# What you need to do
Extend the study notes on metabolism, digestion, and glycolysis, beginning right after their final line.
----- Document segment -----
Metabolism, Digestion, Glycolysis

Question 1

metabolism

Answer 1

the sum of anabolic and catabolic pathways

Question 2

anabolic metabolism

Answer 2

synthetic pathways to build the subunits (amino acids, nucleic acids, etc) from smaller molecules and also put the subunits together to create the four classes of macromolecules from which all cellular structures are made. Require an input of energy either by coupling the +delta G synthesis reaction with ATP hydrolysis or by using the reducing power of NADPH2 or both

Question 3

catabolic metabolism

Answer 3

catabolic pathways hydrolyze the macromolecules back to subunits and break the subunits into simpler molecules. Most catabolic reactions have negative delta G values.

Question 4

Intermediary metabolism

Answer 4

pathways that connect via intermediates.

Question 5

3 pathways that harvest the free energy released as catabolism occurs

Answer 5

1. Glycolysis or fermentation
2. Krebs cycle/Citric acid cycle/TCA cycle
3. Electron Transport System

Question 6

amphibolic

Answer 6

pathways that are used for both synthesis and degradation

Question 7

Ways to regulate metabolism

Answer 7

1. Feedback regulation on allosteric enzymes that control a committed step
2. Repression or activation of genes to control the amount of new enzyme being synthesized (usually controlled at the level of transcription)
----- Data to examine -----
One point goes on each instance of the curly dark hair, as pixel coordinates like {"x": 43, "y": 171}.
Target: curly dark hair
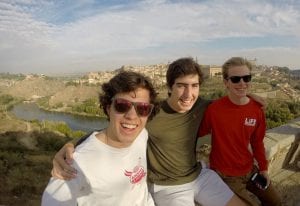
{"x": 182, "y": 67}
{"x": 127, "y": 81}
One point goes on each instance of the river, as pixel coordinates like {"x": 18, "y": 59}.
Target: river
{"x": 30, "y": 111}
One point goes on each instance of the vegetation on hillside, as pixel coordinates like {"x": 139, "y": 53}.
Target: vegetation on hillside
{"x": 25, "y": 172}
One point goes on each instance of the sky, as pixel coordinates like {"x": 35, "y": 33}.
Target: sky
{"x": 77, "y": 36}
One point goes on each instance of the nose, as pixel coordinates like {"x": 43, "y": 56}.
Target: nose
{"x": 187, "y": 91}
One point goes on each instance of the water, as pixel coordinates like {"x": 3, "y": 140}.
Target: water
{"x": 30, "y": 111}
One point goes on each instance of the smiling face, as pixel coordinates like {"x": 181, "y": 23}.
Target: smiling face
{"x": 184, "y": 93}
{"x": 123, "y": 128}
{"x": 237, "y": 91}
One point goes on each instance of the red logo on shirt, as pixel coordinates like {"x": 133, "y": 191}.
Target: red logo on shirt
{"x": 137, "y": 175}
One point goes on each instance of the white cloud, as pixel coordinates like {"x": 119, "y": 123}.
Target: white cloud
{"x": 36, "y": 34}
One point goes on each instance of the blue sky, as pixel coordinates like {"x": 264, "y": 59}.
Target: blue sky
{"x": 71, "y": 36}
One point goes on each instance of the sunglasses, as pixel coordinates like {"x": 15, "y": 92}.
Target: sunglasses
{"x": 142, "y": 109}
{"x": 237, "y": 79}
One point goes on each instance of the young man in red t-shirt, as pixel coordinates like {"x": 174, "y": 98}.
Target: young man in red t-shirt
{"x": 237, "y": 125}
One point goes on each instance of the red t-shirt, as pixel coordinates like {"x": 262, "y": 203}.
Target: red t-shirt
{"x": 237, "y": 136}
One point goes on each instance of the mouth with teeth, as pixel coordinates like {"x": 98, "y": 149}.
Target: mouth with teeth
{"x": 185, "y": 103}
{"x": 129, "y": 126}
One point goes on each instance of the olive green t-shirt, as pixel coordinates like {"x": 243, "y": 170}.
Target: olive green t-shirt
{"x": 171, "y": 147}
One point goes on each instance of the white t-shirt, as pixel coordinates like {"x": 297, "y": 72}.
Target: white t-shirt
{"x": 106, "y": 176}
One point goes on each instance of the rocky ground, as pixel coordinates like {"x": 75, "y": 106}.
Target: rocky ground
{"x": 287, "y": 181}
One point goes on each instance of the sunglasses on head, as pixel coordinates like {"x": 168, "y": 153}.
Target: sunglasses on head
{"x": 237, "y": 79}
{"x": 142, "y": 109}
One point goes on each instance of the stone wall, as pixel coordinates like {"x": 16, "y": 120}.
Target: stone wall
{"x": 282, "y": 147}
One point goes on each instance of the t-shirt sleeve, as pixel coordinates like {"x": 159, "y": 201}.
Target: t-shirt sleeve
{"x": 205, "y": 125}
{"x": 65, "y": 193}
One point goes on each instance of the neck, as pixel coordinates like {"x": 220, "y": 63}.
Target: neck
{"x": 238, "y": 100}
{"x": 113, "y": 142}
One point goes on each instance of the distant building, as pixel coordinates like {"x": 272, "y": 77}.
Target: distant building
{"x": 211, "y": 70}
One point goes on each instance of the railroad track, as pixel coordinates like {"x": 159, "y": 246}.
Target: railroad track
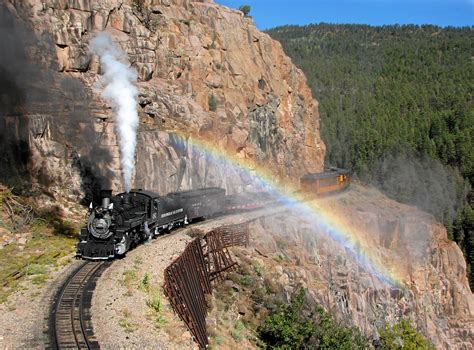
{"x": 70, "y": 319}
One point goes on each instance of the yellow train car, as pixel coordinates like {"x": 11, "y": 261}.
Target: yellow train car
{"x": 330, "y": 181}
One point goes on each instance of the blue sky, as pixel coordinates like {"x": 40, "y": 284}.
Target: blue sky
{"x": 271, "y": 13}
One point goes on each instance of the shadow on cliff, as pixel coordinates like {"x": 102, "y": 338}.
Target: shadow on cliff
{"x": 37, "y": 102}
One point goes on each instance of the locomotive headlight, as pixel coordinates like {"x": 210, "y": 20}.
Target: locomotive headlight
{"x": 99, "y": 225}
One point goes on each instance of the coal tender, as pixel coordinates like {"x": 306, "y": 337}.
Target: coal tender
{"x": 125, "y": 220}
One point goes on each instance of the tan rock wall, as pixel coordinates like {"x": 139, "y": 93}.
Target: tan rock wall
{"x": 187, "y": 53}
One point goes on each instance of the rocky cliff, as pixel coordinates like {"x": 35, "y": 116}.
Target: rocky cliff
{"x": 205, "y": 72}
{"x": 432, "y": 289}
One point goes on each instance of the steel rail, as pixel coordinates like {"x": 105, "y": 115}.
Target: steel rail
{"x": 70, "y": 315}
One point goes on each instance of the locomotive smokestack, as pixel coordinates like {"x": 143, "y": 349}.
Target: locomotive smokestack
{"x": 105, "y": 197}
{"x": 126, "y": 198}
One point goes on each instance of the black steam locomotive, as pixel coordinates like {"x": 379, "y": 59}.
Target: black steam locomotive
{"x": 125, "y": 220}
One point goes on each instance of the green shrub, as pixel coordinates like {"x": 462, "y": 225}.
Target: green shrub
{"x": 402, "y": 336}
{"x": 145, "y": 282}
{"x": 287, "y": 328}
{"x": 290, "y": 326}
{"x": 154, "y": 302}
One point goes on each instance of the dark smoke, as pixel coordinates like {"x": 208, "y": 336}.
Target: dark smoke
{"x": 33, "y": 96}
{"x": 426, "y": 183}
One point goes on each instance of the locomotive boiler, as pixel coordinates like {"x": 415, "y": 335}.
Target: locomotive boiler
{"x": 124, "y": 220}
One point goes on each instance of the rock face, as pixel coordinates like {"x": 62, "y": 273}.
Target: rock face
{"x": 205, "y": 73}
{"x": 406, "y": 243}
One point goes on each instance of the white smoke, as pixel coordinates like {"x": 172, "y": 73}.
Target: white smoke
{"x": 121, "y": 92}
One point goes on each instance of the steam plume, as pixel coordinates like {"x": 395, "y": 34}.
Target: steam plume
{"x": 119, "y": 90}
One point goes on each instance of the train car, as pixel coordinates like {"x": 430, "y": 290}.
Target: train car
{"x": 330, "y": 181}
{"x": 201, "y": 203}
{"x": 124, "y": 220}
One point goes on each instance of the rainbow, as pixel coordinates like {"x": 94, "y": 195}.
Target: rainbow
{"x": 327, "y": 220}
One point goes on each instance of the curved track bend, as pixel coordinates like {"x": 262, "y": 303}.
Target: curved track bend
{"x": 70, "y": 319}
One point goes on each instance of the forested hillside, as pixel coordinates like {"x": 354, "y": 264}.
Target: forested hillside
{"x": 396, "y": 106}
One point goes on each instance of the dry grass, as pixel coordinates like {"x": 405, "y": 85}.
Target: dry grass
{"x": 49, "y": 239}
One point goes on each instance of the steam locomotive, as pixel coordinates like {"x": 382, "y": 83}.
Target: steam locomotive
{"x": 125, "y": 220}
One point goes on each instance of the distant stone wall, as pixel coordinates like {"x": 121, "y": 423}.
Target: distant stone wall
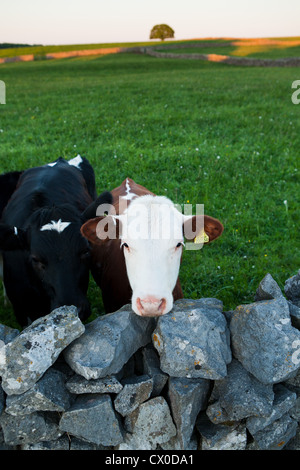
{"x": 156, "y": 52}
{"x": 195, "y": 378}
{"x": 226, "y": 59}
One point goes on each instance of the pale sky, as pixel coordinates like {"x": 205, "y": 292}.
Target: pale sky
{"x": 98, "y": 21}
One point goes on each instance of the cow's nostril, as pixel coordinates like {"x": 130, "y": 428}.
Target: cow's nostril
{"x": 162, "y": 305}
{"x": 151, "y": 306}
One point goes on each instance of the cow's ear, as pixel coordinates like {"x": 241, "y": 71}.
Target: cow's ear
{"x": 202, "y": 231}
{"x": 12, "y": 238}
{"x": 101, "y": 229}
{"x": 102, "y": 204}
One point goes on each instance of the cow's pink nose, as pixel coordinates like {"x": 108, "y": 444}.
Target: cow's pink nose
{"x": 151, "y": 306}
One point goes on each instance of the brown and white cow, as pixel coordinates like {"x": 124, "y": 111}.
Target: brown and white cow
{"x": 137, "y": 249}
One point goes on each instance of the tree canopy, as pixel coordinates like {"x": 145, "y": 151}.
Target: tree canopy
{"x": 161, "y": 31}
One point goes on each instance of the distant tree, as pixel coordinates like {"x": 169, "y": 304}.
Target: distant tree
{"x": 161, "y": 31}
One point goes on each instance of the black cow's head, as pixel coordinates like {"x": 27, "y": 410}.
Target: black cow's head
{"x": 57, "y": 255}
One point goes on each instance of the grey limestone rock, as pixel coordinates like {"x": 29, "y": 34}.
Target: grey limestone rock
{"x": 276, "y": 435}
{"x": 187, "y": 398}
{"x": 26, "y": 358}
{"x": 193, "y": 340}
{"x": 135, "y": 391}
{"x": 48, "y": 394}
{"x": 108, "y": 343}
{"x": 238, "y": 396}
{"x": 150, "y": 424}
{"x": 151, "y": 367}
{"x": 232, "y": 436}
{"x": 93, "y": 419}
{"x": 283, "y": 402}
{"x": 29, "y": 429}
{"x": 264, "y": 340}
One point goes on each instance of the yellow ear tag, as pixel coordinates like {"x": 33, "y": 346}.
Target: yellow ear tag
{"x": 201, "y": 238}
-----
# Response area
3. Compartmentalize reactions in different organelles

Question 8

Why is ATP an energy-rich molecule?

Answer 8

It has a highly negative delta G value because:

1. The negative charges on oxygens repel each other and encourage hydrolysis
2. More resonance structures stabilize ADP and Pi versus ATP
3. Water molecules stabilize ADP and Pi

Question 9

How does ATP power reactions that wouldn’t otherwise take place?

Answer 9

coupling of ATP hydrolysis to an otherwise unfavorable reaction. ATP plus the substrate accepting the phosphoryl group occupy the active site together.

Question 10

coupling

Answer 10

1. enzymatic coupling - 2 reactions going simultaneously in the same enzyme at the same time
2. metabolic coupling - a series of reactions. one reaction is being drawn forward by subsequent reactions

Question 11

what is the energy charge of a cell?

Answer 11

The amount of ATP available compared to ADP/AMP. The ratio of ATP:ADP.

Question 12

what are the irreversible steps in glycolysis and their enzymes

Answer 12

1. Hexokinase - converts glucose to glucose-6-phosphate
2. Phosphofructokinase - converts fructose-6-phosphate to fructose 1,6-bisphosphate by adding a phosphate
3. pyruvate kinase - converts PEP to Pyruvate

Question 13

net reaction of glycolysis

Answer 13

Glucose + 2Pi + 2 ADP + 2 NAD+ –> 2 pyruvate + 2 ATP + 2 NADH + 2H+ + 2H2O

Question 14

fermentation

Answer 14

cells go into fermentation under low-oxygen conditions. Without oxygen, there is no ultimate electron-acceptor where NADH (generated during glycolysis and Krebs) can dump its electrons. If NAD+ cannot be regenerated, then glycolysis cannot continue to run. Fermentation is the process of regenerating NAD+ by using the enzyme lactate dehydrogenase to transfer electrons from NADH onto pyruvate to form lactate.

Question 15

how do we generate energy under low-oxygen conditions?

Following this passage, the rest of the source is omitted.